▸ **SHORT EXERCISE**
Copy the rows below, starting at the line containing "Put a point on every instance of the pair" and ending at the line containing "<point>112,109</point>", with "trash can" changed to "waste bin" and nothing else altered. Leave the pictures out.

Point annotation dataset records
————————

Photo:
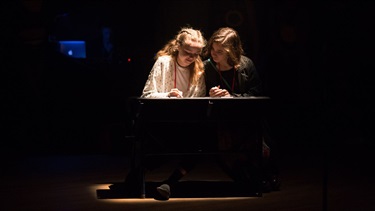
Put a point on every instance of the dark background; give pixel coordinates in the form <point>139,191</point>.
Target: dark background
<point>315,59</point>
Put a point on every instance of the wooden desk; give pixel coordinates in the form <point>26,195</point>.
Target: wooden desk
<point>205,112</point>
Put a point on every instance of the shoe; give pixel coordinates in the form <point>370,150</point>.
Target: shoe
<point>164,191</point>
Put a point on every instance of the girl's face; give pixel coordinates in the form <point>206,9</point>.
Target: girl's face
<point>187,55</point>
<point>218,54</point>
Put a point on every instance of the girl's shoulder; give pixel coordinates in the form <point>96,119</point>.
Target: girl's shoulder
<point>164,59</point>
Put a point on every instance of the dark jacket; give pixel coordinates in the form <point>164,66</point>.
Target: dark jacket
<point>246,82</point>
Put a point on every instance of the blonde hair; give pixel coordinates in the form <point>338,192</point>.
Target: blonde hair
<point>187,36</point>
<point>231,42</point>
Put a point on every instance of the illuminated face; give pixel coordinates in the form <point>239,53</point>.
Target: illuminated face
<point>187,55</point>
<point>218,53</point>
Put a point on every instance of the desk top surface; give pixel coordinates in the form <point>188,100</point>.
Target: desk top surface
<point>204,98</point>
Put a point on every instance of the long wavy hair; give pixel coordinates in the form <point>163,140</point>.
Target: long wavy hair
<point>187,36</point>
<point>231,42</point>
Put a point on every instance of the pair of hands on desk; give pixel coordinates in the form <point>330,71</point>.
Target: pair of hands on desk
<point>217,92</point>
<point>175,93</point>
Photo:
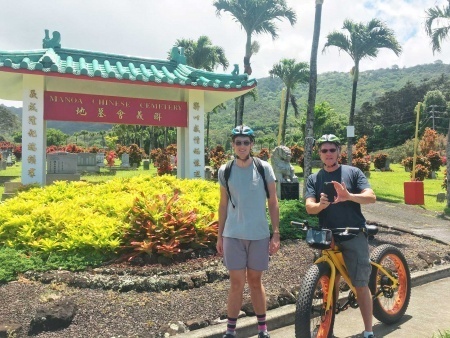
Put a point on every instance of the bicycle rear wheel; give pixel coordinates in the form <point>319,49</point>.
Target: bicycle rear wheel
<point>311,318</point>
<point>391,303</point>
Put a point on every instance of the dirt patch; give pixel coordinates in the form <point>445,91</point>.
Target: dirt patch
<point>133,313</point>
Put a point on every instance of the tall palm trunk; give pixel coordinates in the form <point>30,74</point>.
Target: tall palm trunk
<point>248,70</point>
<point>286,103</point>
<point>208,116</point>
<point>352,111</point>
<point>309,128</point>
<point>447,153</point>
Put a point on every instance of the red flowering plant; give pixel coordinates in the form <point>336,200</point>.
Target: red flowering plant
<point>164,165</point>
<point>296,153</point>
<point>110,158</point>
<point>17,151</point>
<point>73,148</point>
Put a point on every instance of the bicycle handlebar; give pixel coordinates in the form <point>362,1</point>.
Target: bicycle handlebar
<point>305,225</point>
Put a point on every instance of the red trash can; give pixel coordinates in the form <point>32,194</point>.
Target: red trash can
<point>414,193</point>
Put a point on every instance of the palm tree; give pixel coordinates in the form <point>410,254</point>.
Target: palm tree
<point>362,41</point>
<point>208,118</point>
<point>291,73</point>
<point>437,25</point>
<point>309,129</point>
<point>237,101</point>
<point>438,32</point>
<point>255,17</point>
<point>202,53</point>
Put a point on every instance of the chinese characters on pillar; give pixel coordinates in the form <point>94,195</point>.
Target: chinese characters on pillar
<point>32,132</point>
<point>197,137</point>
<point>112,109</point>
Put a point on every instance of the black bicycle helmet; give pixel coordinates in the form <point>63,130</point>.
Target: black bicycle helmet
<point>242,131</point>
<point>328,138</point>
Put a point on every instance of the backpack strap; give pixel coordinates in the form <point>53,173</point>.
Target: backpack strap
<point>260,168</point>
<point>227,174</point>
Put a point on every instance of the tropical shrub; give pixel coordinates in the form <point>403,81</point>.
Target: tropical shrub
<point>360,158</point>
<point>264,154</point>
<point>163,164</point>
<point>296,153</point>
<point>39,224</point>
<point>428,141</point>
<point>435,160</point>
<point>444,184</point>
<point>217,157</point>
<point>379,161</point>
<point>73,148</point>
<point>111,158</point>
<point>161,226</point>
<point>421,172</point>
<point>171,149</point>
<point>136,154</point>
<point>154,155</point>
<point>18,152</point>
<point>422,160</point>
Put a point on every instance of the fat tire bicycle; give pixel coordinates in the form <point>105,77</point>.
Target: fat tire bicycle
<point>389,283</point>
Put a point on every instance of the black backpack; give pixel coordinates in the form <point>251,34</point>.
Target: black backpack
<point>260,168</point>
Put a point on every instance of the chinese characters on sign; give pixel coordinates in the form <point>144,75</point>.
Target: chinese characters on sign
<point>32,133</point>
<point>111,109</point>
<point>196,132</point>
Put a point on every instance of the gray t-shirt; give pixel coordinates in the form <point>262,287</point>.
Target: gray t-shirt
<point>248,220</point>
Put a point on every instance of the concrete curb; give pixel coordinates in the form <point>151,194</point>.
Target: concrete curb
<point>285,315</point>
<point>408,231</point>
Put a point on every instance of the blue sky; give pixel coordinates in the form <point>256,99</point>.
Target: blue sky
<point>149,28</point>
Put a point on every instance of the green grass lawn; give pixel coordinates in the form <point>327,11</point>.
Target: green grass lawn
<point>388,185</point>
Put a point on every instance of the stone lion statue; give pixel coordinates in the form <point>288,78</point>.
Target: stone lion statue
<point>284,171</point>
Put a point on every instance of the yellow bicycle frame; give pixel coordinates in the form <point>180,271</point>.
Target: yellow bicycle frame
<point>333,257</point>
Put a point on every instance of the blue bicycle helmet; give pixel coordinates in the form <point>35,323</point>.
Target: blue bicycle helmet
<point>242,131</point>
<point>328,138</point>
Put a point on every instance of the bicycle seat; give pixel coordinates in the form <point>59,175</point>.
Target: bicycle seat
<point>372,230</point>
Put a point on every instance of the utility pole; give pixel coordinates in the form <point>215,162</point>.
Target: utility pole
<point>432,113</point>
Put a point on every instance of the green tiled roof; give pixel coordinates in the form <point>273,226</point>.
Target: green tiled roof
<point>54,59</point>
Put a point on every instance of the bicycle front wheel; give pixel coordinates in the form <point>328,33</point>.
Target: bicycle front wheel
<point>311,318</point>
<point>391,302</point>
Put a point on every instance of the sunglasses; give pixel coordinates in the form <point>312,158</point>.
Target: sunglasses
<point>324,151</point>
<point>245,143</point>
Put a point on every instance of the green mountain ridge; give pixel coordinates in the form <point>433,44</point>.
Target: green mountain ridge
<point>263,114</point>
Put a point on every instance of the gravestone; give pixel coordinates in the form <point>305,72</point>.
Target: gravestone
<point>9,161</point>
<point>125,160</point>
<point>290,191</point>
<point>62,166</point>
<point>100,159</point>
<point>146,164</point>
<point>441,197</point>
<point>10,190</point>
<point>87,162</point>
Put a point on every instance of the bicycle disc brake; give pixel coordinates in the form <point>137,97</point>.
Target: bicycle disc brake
<point>352,300</point>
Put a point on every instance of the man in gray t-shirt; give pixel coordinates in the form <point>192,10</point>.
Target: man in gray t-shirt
<point>352,189</point>
<point>244,238</point>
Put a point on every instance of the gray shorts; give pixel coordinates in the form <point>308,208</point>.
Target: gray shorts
<point>239,254</point>
<point>357,260</point>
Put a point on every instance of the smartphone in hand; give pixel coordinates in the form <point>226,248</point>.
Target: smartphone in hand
<point>330,191</point>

————————

▸ **RESULT OF THIS EXERCISE**
Put a point on every instance of the pair of hands on desk; give pixel coordinates in the form <point>330,71</point>.
Target: pair of hands on desk
<point>217,92</point>
<point>175,93</point>
Photo:
Put a point on every instance of the bicycle rear wheel; give pixel coordinates in the form <point>319,49</point>.
Target: bicycle rear wheel
<point>311,318</point>
<point>391,303</point>
Put a point on every instance of the dirt patch; give pixel coordinates in the form <point>445,91</point>.
Target: dirt patch
<point>133,313</point>
Put a point on every instance of the tall palm trunk; give pixel coordinates in the form <point>30,74</point>.
Target: tall palm trunk
<point>248,70</point>
<point>286,103</point>
<point>208,116</point>
<point>352,111</point>
<point>309,128</point>
<point>447,153</point>
Put a point on every instance of the red flowering plant; give pixel coordinates in the form <point>336,200</point>.
Target: red flowering plant
<point>164,165</point>
<point>296,153</point>
<point>110,158</point>
<point>17,151</point>
<point>73,148</point>
Put a point on every instance of the bicycle handlebar; give pixel coordinates in the form <point>362,1</point>.
Target: bicycle handlebar
<point>305,225</point>
Put a point on every instance of the red waste bin; give pixel coordinates in the form <point>32,194</point>.
Target: red waste bin
<point>414,193</point>
Put a point on every instance of the palm tree; give pixel coordinates in the form <point>410,254</point>.
Target: palm tree
<point>362,41</point>
<point>208,118</point>
<point>291,73</point>
<point>437,25</point>
<point>309,129</point>
<point>237,101</point>
<point>438,32</point>
<point>255,17</point>
<point>202,53</point>
Put a point on every instance of the chinese characters on pillar; give pixel coordinates in the form <point>94,195</point>.
Target: chinese characters on pillar
<point>32,132</point>
<point>197,137</point>
<point>112,109</point>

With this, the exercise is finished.